## Image-grounded pointing data
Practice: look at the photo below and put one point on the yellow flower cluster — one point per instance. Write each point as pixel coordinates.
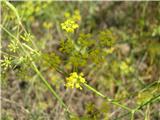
(70, 24)
(74, 80)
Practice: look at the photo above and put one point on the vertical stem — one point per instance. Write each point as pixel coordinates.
(132, 114)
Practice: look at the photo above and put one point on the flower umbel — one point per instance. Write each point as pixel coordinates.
(74, 80)
(69, 25)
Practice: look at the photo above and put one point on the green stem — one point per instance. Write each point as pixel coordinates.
(48, 85)
(132, 114)
(37, 71)
(108, 99)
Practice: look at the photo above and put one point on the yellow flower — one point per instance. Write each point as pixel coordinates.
(69, 25)
(74, 80)
(76, 16)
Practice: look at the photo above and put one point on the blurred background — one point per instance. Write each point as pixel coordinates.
(130, 74)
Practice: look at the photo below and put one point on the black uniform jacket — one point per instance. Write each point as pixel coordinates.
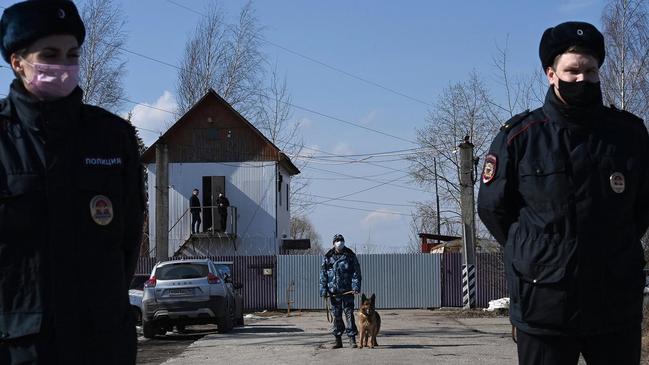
(194, 204)
(566, 193)
(223, 204)
(71, 211)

## Try it
Begin at the line with "yellow flower —" and retype exactly every line through the last one of the entries above, both included, and nothing more; pictures stay out.

## Answer to the problem
Practice: look at the photo above and put one point on the yellow flower — one point per instance. Write each point as pixel coordinates.
(69, 25)
(74, 80)
(76, 16)
Practice: look at the photo above and put one point on the blurred background — one point per instance. Write each point as pixel coordinates.
(130, 74)
Practice: look at the photo below and put one point on the black uniform jacket — one point per instance. Write each point as pixel coordinates.
(194, 204)
(566, 193)
(223, 204)
(71, 211)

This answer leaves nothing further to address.